Extract to read:
· · · ·

There may once have been a time when being a university professor or lecturer was a cushy job – but if there was, that time is long past. These days, academics not only have to teach, research, and mentor students, they increasingly also have to raise and manage their own funding. And they often have to do all this in the face of job insecurity as tenured positions become scarcer.
In short, academics now have to deal with the same pressures and realities as the rest of us – which include being accountable for the money that they spend.
Universities are funded from the public purse, through student fees and by research grants from various public and private sources. There is a clear moral and practical obligation to account for how these funds are spent. Yet all too often universities – perhaps misled by the myth of the unworldly academic – fail to provide their staff with the tools they need to make the job easy.
In these cases, accountabilitiy is delegated to clerks and finance departments – but since they are not the ones spending the money, they are not in a good position to explain that spending. This is a recipe for confusion and inaccuracy. It’s also wasteful – having a dedicated finance person in every department and research unit is very inefficient.
There is an alternative. For any organisation, the optimal situation is one where there is transparency and accountability at the level of the cost centre manager, whether that’s a department head, research group leader, or individual academic.
Of course biochemists and sociologists and historians and astrophysicists are not accountants, and they shouldn’t have to be – but if the right tools and systems are available, nobody needs an accountancy degree to assume basic responsibility for their spending.

· · · ·

Extracted data entries:
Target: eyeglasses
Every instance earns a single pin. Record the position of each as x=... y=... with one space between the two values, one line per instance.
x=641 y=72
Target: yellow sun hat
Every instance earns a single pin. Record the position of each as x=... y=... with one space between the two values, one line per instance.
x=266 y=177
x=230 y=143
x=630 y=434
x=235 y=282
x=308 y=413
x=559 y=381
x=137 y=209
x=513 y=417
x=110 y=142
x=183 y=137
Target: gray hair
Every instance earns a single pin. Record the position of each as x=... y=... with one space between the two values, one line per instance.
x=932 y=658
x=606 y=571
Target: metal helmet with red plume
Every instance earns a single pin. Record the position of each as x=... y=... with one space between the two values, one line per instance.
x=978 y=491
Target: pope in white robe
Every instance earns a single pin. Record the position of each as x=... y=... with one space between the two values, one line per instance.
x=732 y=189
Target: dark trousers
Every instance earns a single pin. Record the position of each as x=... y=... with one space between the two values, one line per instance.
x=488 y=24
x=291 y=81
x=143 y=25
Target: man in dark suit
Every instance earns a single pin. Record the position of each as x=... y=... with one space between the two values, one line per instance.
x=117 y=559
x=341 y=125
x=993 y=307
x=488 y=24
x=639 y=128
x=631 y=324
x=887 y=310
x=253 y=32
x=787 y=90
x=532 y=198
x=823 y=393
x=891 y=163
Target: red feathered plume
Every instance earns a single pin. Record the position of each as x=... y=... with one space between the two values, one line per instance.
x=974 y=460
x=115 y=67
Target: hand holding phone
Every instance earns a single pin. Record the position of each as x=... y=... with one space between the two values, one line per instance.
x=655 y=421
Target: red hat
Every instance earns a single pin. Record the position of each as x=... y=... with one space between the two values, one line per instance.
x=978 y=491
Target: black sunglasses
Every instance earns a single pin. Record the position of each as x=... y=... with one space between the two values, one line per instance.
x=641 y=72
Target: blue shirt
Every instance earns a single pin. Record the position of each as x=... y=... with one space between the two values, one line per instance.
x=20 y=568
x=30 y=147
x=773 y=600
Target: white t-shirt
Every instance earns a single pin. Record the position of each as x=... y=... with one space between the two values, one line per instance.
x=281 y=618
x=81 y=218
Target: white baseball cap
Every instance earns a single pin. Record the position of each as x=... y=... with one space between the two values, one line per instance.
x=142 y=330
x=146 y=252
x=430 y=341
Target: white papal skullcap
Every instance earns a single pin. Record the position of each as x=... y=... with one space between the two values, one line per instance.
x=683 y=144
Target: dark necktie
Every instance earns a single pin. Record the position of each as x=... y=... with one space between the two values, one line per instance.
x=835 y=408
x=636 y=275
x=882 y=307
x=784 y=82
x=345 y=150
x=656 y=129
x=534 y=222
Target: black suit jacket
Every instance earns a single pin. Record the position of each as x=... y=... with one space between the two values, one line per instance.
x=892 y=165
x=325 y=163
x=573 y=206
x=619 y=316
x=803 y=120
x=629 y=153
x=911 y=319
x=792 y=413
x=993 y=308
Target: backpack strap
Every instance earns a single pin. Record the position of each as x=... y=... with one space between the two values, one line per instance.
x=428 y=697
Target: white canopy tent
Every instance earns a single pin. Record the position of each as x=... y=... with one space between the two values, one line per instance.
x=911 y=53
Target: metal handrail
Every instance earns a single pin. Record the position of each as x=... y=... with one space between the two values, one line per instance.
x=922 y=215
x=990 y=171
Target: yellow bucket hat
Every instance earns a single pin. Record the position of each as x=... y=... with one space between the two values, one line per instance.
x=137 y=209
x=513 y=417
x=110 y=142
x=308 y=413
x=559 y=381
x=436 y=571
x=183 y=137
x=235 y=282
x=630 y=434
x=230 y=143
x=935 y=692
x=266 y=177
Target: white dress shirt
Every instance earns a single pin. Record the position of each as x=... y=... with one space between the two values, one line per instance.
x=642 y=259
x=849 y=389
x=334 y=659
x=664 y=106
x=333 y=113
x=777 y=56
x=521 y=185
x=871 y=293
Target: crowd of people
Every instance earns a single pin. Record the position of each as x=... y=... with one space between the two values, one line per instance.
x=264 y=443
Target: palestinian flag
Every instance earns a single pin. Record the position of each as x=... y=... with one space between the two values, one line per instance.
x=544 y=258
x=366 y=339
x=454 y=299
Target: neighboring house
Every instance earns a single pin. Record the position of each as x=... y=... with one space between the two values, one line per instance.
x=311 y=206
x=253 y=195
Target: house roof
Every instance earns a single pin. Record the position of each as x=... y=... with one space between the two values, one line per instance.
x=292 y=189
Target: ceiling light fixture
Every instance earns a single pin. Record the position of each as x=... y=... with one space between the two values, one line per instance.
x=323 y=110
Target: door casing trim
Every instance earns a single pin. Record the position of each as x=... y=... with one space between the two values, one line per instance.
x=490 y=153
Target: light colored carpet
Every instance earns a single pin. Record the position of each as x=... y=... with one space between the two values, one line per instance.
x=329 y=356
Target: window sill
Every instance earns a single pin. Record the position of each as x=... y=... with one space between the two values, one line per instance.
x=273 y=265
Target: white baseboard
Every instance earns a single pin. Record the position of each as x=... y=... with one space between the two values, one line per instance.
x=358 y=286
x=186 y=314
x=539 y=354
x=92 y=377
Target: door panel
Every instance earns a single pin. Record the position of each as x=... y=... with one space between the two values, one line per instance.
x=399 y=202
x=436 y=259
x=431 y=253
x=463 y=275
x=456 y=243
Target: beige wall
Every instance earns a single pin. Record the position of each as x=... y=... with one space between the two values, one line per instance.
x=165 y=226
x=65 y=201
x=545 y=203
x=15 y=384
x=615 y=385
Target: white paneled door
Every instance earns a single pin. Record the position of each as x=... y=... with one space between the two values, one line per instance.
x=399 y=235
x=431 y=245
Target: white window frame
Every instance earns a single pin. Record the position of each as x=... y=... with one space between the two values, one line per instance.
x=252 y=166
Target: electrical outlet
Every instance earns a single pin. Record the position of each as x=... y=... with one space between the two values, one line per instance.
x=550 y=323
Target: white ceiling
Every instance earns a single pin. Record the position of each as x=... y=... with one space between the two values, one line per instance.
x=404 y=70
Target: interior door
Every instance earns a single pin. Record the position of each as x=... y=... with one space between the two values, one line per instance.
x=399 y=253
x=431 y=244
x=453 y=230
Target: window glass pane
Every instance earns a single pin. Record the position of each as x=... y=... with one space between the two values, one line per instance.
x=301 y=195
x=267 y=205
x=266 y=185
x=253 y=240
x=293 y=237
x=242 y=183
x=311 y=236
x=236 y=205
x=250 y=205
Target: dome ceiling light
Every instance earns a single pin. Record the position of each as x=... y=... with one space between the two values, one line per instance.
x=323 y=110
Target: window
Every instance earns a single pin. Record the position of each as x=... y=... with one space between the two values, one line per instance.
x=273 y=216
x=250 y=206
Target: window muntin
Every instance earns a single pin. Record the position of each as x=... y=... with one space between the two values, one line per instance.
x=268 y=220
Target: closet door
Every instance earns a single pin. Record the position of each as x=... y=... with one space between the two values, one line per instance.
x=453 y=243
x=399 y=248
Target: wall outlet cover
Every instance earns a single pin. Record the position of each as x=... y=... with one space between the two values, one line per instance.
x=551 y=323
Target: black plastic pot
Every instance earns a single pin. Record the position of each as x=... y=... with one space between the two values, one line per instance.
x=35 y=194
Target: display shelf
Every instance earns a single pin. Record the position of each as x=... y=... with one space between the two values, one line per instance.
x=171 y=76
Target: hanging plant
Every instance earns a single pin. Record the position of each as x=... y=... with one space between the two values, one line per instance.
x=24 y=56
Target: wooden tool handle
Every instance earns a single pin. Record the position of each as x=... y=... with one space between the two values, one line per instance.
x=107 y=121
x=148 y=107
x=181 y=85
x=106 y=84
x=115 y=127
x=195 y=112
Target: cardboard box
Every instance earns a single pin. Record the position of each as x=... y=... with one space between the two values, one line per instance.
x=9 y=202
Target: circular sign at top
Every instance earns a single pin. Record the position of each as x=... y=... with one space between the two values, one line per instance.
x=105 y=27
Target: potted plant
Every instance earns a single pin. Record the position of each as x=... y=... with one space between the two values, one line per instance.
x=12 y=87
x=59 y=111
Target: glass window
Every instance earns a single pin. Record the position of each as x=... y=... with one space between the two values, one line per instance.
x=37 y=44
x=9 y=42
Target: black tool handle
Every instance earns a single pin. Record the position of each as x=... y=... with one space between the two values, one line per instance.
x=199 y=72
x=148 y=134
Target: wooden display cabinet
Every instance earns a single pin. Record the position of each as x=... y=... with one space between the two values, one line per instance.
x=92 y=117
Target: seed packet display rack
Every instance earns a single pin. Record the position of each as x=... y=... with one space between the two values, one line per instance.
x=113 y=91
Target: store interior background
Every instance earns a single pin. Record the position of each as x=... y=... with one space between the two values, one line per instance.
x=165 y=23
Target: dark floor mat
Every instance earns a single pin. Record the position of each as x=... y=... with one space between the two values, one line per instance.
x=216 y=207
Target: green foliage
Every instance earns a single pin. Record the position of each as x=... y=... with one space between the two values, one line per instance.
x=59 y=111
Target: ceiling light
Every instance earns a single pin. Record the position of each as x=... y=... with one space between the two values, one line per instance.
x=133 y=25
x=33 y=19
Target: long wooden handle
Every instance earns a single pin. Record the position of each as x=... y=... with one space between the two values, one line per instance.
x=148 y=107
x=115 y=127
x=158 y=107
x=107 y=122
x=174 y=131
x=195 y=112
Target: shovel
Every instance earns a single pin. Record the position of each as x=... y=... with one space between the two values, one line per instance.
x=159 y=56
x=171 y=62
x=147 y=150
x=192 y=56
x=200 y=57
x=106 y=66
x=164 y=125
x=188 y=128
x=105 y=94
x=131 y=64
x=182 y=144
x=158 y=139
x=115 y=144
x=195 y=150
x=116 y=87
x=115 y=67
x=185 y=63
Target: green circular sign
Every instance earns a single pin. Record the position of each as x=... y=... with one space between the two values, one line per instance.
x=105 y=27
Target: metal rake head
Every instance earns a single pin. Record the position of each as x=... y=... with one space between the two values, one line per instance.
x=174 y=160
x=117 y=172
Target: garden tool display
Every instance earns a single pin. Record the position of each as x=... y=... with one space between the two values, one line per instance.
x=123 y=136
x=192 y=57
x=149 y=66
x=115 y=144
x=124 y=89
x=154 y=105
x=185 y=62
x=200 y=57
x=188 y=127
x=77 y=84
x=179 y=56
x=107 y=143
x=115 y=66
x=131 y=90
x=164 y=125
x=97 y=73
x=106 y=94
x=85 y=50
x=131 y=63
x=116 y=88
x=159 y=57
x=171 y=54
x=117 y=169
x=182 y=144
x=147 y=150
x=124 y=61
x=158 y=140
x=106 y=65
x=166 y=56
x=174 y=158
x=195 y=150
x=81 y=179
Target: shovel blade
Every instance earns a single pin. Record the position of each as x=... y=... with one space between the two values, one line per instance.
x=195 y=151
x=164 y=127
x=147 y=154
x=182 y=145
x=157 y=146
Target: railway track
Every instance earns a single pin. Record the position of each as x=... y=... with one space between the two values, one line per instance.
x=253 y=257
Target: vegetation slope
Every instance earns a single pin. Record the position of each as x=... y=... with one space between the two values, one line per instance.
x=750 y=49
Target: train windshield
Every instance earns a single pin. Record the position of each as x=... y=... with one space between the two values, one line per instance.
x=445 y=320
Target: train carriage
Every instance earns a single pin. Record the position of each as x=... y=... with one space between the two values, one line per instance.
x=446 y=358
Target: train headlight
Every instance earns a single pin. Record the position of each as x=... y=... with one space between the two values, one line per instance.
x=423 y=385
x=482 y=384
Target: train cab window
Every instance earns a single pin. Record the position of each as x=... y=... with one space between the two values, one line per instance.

· · · ·

What this exercise asks:
[1] From the passage on university accountability, list the ways universities are said to be funded.
[2] According to the passage on university accountability, why are clerks and finance departments poorly placed to explain spending?

Exercise results:
[1]
- From the public purse
- Through student fees
- By research grants from various public and private sources

[2] They are not the ones spending the money.